→ **Directions for this task**: Copy the data as given. No line may be skipped.

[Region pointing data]
========================================

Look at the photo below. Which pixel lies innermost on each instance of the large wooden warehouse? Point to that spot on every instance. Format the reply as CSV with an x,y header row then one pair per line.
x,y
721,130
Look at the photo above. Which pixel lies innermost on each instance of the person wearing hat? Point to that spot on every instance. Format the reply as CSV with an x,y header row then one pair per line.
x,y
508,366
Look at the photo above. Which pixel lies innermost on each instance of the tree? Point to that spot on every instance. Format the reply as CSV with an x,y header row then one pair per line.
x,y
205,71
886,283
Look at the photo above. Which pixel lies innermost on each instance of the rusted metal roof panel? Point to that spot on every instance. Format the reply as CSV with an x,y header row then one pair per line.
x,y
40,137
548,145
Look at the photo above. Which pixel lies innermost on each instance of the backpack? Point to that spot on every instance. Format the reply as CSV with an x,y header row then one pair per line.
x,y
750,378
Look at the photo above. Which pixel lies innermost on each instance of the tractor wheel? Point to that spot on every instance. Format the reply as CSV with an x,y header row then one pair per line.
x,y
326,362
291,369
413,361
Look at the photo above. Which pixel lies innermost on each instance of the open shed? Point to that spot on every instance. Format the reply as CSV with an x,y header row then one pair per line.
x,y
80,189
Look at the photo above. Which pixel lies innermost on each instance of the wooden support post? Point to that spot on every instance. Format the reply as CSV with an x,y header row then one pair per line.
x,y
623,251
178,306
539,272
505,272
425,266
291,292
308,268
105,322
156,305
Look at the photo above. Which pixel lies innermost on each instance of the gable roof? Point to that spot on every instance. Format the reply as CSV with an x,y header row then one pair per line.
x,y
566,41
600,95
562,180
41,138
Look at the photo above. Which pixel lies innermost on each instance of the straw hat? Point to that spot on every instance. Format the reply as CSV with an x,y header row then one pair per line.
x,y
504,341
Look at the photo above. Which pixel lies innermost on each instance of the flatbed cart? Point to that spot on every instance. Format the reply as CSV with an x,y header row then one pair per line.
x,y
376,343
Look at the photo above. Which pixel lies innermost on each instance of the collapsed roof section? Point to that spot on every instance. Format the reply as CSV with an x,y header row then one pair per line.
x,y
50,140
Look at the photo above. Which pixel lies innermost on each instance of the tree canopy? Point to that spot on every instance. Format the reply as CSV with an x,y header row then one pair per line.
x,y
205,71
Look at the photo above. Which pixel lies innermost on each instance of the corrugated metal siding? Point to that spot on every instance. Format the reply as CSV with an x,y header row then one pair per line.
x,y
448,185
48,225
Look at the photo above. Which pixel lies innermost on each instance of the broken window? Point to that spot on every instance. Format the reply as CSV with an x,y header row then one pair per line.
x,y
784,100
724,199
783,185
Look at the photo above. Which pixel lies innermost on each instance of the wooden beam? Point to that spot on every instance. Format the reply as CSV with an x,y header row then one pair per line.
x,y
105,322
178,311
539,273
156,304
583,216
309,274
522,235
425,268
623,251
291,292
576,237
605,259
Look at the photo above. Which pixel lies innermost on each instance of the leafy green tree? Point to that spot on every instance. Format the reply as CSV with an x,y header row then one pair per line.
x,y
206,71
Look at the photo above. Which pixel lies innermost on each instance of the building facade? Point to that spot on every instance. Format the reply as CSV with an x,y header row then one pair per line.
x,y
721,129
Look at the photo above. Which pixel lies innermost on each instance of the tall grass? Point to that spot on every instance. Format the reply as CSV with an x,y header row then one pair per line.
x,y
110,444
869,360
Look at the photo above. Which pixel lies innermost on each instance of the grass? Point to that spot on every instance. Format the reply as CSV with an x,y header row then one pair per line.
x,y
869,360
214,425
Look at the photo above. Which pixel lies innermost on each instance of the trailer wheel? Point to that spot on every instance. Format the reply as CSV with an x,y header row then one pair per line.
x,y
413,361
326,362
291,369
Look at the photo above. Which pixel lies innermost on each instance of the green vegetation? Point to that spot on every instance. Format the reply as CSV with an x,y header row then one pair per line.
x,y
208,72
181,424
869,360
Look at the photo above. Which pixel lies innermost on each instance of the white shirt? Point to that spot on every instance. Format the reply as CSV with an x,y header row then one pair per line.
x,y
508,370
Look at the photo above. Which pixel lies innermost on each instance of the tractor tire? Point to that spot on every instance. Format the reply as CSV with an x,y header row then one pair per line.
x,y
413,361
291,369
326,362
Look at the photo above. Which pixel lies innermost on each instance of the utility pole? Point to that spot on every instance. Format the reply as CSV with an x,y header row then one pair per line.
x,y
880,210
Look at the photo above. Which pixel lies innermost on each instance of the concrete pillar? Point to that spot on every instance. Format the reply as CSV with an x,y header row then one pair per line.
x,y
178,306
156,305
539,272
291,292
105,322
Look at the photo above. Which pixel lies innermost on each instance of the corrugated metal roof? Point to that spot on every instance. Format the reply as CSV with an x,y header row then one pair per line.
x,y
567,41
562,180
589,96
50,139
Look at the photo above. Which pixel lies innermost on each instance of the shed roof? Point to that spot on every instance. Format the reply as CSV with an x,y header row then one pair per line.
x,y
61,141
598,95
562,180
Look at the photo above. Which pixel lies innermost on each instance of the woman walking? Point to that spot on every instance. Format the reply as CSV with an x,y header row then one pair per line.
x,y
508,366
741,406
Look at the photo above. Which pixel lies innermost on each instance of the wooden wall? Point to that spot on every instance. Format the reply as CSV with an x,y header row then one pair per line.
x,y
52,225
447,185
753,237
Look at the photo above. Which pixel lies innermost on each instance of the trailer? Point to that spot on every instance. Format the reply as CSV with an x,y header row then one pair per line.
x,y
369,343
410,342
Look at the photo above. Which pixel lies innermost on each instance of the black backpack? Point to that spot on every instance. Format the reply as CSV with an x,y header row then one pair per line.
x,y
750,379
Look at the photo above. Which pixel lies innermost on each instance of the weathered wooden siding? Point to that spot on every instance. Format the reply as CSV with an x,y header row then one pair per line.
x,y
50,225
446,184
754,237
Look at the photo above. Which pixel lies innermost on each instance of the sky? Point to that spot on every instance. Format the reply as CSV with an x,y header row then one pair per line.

========================================

→ **Response for this exercise**:
Look at the photo below. Which pixel lies innermost on each instance of the large wooden warehouse? Point to that spot on every instance. Format the reply as CSV with an x,y header row then one pair per line.
x,y
721,130
Look at the photo above. Which pixel lies innermost on each instance of the person wearing hat? Point to that spot on every instance. Format the reply as CSV with an x,y header row then one pair per line.
x,y
508,366
Look at the photo above. Which pixel lies innermost on each instance of the tree? Point to that spot on every instance. Format the reply as CSV with an x,y header row then one pair per line.
x,y
205,71
886,283
Look at the photo above. Which pixel lies innermost on each instance of the rusted metal roof panel? Point to that spot on every instance. Format the reply as CSV with an x,y header row then one pair per line.
x,y
40,137
548,145
Look at the photo above. Which pixel lies innermost on each instance of the backpack? Point to that spot on every instance. Format the reply as CSV with an x,y header row then one pair per line.
x,y
750,378
Look at the photo above. Which pixel lies innermost on each instance of the tractor wheel? Point to that spot on every instance. Format the reply as CSV with an x,y header row then one pair per line.
x,y
326,362
291,369
413,361
Look at the photo above. Which pixel lies innermost on each instance of the open shed? Point to that spot on every instance. Format the reply as CSV with an x,y header row then one pair per line.
x,y
80,189
Look at the photo above. Which pixel lies innermost on each instance of the wooden support post? Point to that spot on every instance. Format the reply as CSV with an x,y header row then one pair per line.
x,y
623,251
178,306
539,272
505,272
425,266
291,292
308,268
105,322
156,305
Look at the photo above. Which pixel lies innermost on each instance of the gable roof? Point to that spot on every instance. Format the reply as CSV with an x,y header row then one pair per line.
x,y
566,41
600,95
562,180
41,138
Look at the photo above. Which pixel lies innermost on each instance of the straw hat? Point to that spot on every instance. Format the reply as CSV with an x,y header row then one pair per line.
x,y
504,341
Look at the photo above. Which pixel lies innermost on each instance of the flatbed cart? Point to that spot on every instance. Format the reply as CSV with an x,y header row then one pair per line.
x,y
376,343
Look at the photo above. Which pixel lies innermost on each instance of the collapsed roof section? Point to that spot on every instance. Format the reply as CSV with an x,y header row then one pair per line.
x,y
50,140
Look at the photo above. Which pixel lies innermost on each instance of the tree canopy? Point to that spot on every instance. Format the reply as CSV with an x,y header row then one pair per line.
x,y
205,71
Look at the photo above. Which pixel lies innermost on each instance of the corrugated metal siding? Point to that spot on every instance. Format the reply as CSV with an x,y header row then one pair per line.
x,y
448,185
48,225
Look at the photo above. Which pixel lies innermost on each instance of the broken window? Point to that spot on every instance. Format the reply as CSV with an x,y header row then one pair per line.
x,y
784,100
724,199
783,185
Look at the photo above. Which pixel lies innermost on each instance of the wooden beam? Point to that spot on every instance. Format the reply as CSV with an x,y header row then one pair per line.
x,y
105,322
178,311
539,273
156,304
583,216
309,274
522,235
425,268
623,251
291,292
576,237
605,259
Look at the photo above. Which pixel lies innermost on each instance of the leafy green tree? Point to that spot on every instance. Format the reply as CSV with an x,y header row then one pair per line.
x,y
206,71
Look at the photo above. Which pixel lies innermost on each instance of the building facade? Point to that spot on every instance. Format the reply as CSV with an x,y header row then one pair per line.
x,y
721,129
Look at the photo above. Which pixel lies innermost on each instance of the tall grass? Point to that spot on every instance. Format the reply as CSV with an x,y header row then one pair per line.
x,y
110,444
869,360
Look at the photo above. Which pixel lies innermost on each instance of the grass? Point to that spot on every instance. Format the reply as CSV with an x,y header row then one pair per line.
x,y
869,360
214,425
Look at the photo above. Which pixel lies innermost on each instance of the trailer wheel? Point to that spot on every instance. Format the reply as CSV with an x,y header row then one pair per line.
x,y
413,361
326,362
291,369
Look at the photo above. Which pixel lies innermost on each instance of the green vegetation? Point to that spot on every instance. Format the reply as CSV with an x,y header row then one pair per line.
x,y
208,72
181,424
869,360
Look at the photo above. Which pixel lies innermost on each instance of the white shirt? Point to that spot on every instance. Format the reply as CSV with an x,y header row then one pair per line.
x,y
508,370
Look at the photo above. Which pixel lies innermost on each instance of the tractor tire? Point to that spot on every instance. Format the reply as CSV with an x,y header row then one pair per line.
x,y
413,361
291,369
326,362
Look at the photo above. Which pixel lies innermost on each instance of the utility pole? Point to that spot on every instance. Format the reply as CSV with an x,y header row then one pair per line.
x,y
880,210
Look at the photo above. Which pixel lies innermost on each instance of the concrete pillar? Point to that spot on every instance. Format the reply as CSV with an x,y header row then one pair per line.
x,y
178,306
156,305
539,272
291,292
105,322
Look at the photo above. Which pixel lies innermost on each instance of the corrugated metal roof? Point to that spot on every instance. Format the reply as CSV with an x,y header row then one pair per line.
x,y
567,41
562,180
589,96
50,139
Look at the photo above. Which pixel lies innermost on each instance of the shed roof? Point to that spot on every instance. Format the reply as CSV with an x,y header row then one pair per line.
x,y
61,141
598,95
562,180
Look at the photo above. Which pixel lies innermost on each instance of the woman walking? Point to that spot on every instance. Format the reply as CSV with an x,y header row then one pair per line.
x,y
508,366
741,406
Look at the photo above. Which pixel lies innermost on each instance of the wooden wall? Point to that spot on every instance. Format the reply as CSV with an x,y header row then one pair per line.
x,y
52,225
447,185
753,237
Look at the photo above. Which pixel lies innermost on each instance of the trailer? Point to that spot on every instance. Format the reply as CSV with an x,y header row then one pair per line.
x,y
369,343
410,342
Look at the photo above. Which pixel lies innermost on each instance of the black backpack? Point to that spot on every instance. Format the reply as CSV with an x,y header row then one pair per line.
x,y
750,379
Look at the photo above. Which pixel lies innermost on each instance of the weathered wooden siding? Point to that spot on every instance. Format the reply as CSV with an x,y header row then one pair per line.
x,y
50,225
446,184
754,237
Look at the photo above. Which pixel lies innermost on each instance of the sky? Point to that spot on every instance. Format the reply as CSV with an x,y header row then one pair per line.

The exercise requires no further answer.